**Texte cité:**
Du coup, sans crier gare, la civilisation urbaine et hautement technologique longuement décrite dans la première partie, s’effondre dans la deuxième. François parvient à sauver Blanche du chaos qui s’installe et constitue autour de lui une petite bande, bien décidée à survivre, qu’il entend bien, une fois l’équipement réuni, conduire en lieu sûr, hors de la ville. La mission est loin d’être une sinécure et nombre de ses participants y perdent la vie, mais les deux tourtereaux finiront les leurs des décennies plus tard, dans un monde que François a entrepris de reconstruire à son idée.

Seul un innocent, ignorant de l’histoire, peut lire Ravage sereinement. Tout autre établira d’inévitables parallèles entre les thématiques distillées par le roman et celle affirmées par la Révolution Nationale du Régime de Vichy durant lequel le livre a été écrit. La science y occupe une grande place. La première partie, « Les temps nouveaux », met en scène une société totalement urbanisée et industrialisée à laquelle la technologie et la science permettent tout et n’importe quoi, comme de sortir dîner à Edimbourg et de revenir à Paris dans la soirée, de disposer de lait au robinet à domicile, de ne plus cultiver la terre mais de produire la nourriture en usine, de regarder la télévision en 3D. Une société à la vie facile, que René Barjavel dépeint sans animosité, mais avec, on le sent bien, avec le ton amusé de celui qui raconte les enfantillages d’une société paresseuse. Par la suite, le ton évolue, et la technologie facile est vivement proscrite par un François devenu patriarche. Si l’on ne peut manquer d’excuser Barjavel d’avoir écrit un roman aussi dépourvu d’humanisme, c’est-à-dire de croyance en la capacité de l’Homme à progresser, pendant une époque aussi sombre de l’histoire nationale, il ne faut pas perdre de vue que d’autres écrivains n’ont pas désespéré, eux.

La personnalité du héros ne manque pas d’interpeler. L’homme est prêt à tout pour arriver à ses fins, y compris au meurtre. Il est homme d’action, sûr de lui, autoritaire même, quand les circonstances l’exigent. Il est guide aussi et ne pratique qu’une démocratie mesurée, passant le flambeau, au soir de sa longue vie, à son dauphin choisi par ses soins. Il exige aussi de ses compagnons qu’ils se comportent comme lui, avec virilité. A l’inverse, Blanche a au début tous les traits d’une petite campagnarde naïve en passe d’être dévergondée par le grand capitalisme au luxe séducteur. Elle devient au final une mère de 17 enfants, modèle de la femme de la société post-apocalyptique.

**Extraits du corpus:**
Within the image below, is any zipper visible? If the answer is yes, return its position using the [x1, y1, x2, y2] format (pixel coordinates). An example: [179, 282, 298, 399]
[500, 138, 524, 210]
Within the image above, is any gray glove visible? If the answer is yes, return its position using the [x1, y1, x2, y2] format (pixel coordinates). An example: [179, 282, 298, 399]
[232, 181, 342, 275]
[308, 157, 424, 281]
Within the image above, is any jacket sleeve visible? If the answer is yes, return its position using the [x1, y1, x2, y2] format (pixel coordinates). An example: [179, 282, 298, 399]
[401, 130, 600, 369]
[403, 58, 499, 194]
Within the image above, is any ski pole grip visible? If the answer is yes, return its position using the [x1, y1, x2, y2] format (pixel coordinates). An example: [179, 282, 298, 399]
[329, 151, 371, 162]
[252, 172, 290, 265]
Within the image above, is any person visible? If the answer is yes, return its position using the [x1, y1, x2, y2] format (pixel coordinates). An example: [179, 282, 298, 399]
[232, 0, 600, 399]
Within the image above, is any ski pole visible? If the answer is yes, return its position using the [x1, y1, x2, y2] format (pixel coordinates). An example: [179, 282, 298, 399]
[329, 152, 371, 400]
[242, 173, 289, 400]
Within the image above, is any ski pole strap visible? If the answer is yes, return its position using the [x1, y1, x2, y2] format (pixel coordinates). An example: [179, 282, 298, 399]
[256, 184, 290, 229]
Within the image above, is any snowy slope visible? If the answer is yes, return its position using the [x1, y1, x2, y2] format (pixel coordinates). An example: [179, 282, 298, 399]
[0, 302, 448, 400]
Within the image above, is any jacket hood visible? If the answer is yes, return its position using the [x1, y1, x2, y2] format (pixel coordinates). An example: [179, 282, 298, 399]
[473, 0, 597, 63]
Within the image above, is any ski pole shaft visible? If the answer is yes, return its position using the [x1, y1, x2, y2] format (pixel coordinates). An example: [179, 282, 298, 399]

**Problèmes à résoudre:**
[a] Selon le texte sur Ravage, combien d'enfants Blanche a-t-elle finalement ?
[b] Transcrivez le passage du texte sur Ravage situé entre "La personnalité du" et "la société post-apocalyptique.", bornes incluses.

**Réponses par tâche:**
[a] Dix-sept enfants.

[b]
La personnalité du héros ne manque pas d’interpeler. L’homme est prêt à tout pour arriver à ses fins, y compris au meurtre. Il est homme d’action, sûr de lui, autoritaire même, quand les circonstances l’exigent. Il est guide aussi et ne pratique qu’une démocratie mesurée, passant le flambeau, au soir de sa longue vie, à son dauphin choisi par ses soins. Il exige aussi de ses compagnons qu’ils se comportent comme lui, avec virilité. A l’inverse, Blanche a au début tous les traits d’une petite campagnarde naïve en passe d’être dévergondée par le grand capitalisme au luxe séducteur. Elle devient au final une mère de 17 enfants, modèle de la femme de la société post-apocalyptique.